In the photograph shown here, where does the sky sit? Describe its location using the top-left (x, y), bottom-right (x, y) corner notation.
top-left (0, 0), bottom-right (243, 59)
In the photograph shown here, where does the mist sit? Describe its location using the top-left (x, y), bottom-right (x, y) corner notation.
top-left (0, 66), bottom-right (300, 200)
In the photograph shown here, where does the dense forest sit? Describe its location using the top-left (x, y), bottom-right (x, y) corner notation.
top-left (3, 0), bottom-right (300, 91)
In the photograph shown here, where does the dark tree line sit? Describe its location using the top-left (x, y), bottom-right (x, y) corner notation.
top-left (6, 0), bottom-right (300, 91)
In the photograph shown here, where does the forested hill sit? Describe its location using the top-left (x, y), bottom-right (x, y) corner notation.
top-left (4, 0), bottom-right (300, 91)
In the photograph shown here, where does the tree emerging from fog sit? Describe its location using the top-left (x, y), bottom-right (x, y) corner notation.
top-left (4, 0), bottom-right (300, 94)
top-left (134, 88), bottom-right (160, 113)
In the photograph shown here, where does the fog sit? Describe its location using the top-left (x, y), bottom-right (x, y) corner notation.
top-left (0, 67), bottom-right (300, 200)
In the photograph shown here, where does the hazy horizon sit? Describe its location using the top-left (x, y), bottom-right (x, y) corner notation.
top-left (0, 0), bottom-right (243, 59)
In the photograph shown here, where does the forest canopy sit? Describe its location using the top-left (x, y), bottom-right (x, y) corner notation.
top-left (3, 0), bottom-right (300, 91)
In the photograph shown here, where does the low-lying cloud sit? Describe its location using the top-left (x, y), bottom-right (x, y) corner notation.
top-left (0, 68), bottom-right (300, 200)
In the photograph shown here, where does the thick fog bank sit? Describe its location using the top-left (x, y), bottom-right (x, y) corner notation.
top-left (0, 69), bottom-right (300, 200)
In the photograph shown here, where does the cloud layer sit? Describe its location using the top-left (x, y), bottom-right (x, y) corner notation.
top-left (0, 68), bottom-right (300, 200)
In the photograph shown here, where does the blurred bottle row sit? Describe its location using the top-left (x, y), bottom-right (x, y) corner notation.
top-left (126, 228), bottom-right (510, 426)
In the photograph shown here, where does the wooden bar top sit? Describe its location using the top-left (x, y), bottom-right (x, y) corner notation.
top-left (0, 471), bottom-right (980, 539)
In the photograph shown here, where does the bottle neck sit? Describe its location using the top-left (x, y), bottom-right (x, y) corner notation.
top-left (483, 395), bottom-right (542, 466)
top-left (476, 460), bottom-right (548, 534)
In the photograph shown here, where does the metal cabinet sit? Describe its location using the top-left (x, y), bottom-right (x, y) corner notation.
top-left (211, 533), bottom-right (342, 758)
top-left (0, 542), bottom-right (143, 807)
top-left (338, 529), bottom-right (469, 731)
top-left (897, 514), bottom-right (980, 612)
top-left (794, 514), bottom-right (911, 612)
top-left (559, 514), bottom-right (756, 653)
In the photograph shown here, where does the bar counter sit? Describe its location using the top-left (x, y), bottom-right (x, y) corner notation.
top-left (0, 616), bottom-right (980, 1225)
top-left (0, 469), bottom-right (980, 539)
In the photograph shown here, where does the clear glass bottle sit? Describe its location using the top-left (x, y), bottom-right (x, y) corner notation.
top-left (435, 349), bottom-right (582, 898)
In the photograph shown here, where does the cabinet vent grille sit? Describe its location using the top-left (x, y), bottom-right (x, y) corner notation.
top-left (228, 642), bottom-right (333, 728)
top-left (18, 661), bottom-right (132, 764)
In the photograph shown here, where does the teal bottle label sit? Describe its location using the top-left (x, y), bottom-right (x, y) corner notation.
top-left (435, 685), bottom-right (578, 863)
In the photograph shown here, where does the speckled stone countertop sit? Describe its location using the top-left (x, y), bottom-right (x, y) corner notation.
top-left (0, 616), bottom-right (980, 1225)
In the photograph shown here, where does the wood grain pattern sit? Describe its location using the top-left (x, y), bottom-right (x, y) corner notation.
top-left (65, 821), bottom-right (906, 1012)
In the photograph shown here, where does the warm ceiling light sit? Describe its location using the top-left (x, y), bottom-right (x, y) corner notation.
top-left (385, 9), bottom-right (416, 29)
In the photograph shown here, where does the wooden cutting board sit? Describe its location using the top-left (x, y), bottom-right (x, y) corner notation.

+--

**Short task**
Arrange the lines of the data above as a Markdown table with the columns Row and Line, beginning with the line containing "In the photograph shown here, where does the cabinet" and continuing through the line containing "top-left (385, 9), bottom-right (416, 29)". Number each row and omit any blank lines.

**Worked solution**
| Row | Line |
|---|---|
| 1 | In the photograph shown here, where does the cabinet vent grille sit? Describe its location using the top-left (x, y), bottom-right (x, y) corner notation. |
| 2 | top-left (228, 642), bottom-right (333, 728) |
| 3 | top-left (18, 661), bottom-right (132, 764) |
| 4 | In the photograph shown here, where does the teal bottle label sit? Describe its location using the top-left (x, y), bottom-right (x, y) corner notation. |
| 5 | top-left (435, 685), bottom-right (578, 863) |
| 6 | In the photograph shown here, where does the speckled stone countertop sit? Describe its location using the top-left (x, y), bottom-right (x, y) corner notation. |
| 7 | top-left (0, 616), bottom-right (980, 1225) |
| 8 | In the photograph shown here, where does the wood grain pattern sit? Describe its location using the top-left (x, y), bottom-right (x, y) corner notation. |
| 9 | top-left (65, 821), bottom-right (906, 1012) |
| 10 | In the photograph shown here, where does the warm ceiling light sit? Describe its location using the top-left (x, y), bottom-right (x, y) corner notation. |
| 11 | top-left (385, 9), bottom-right (416, 29) |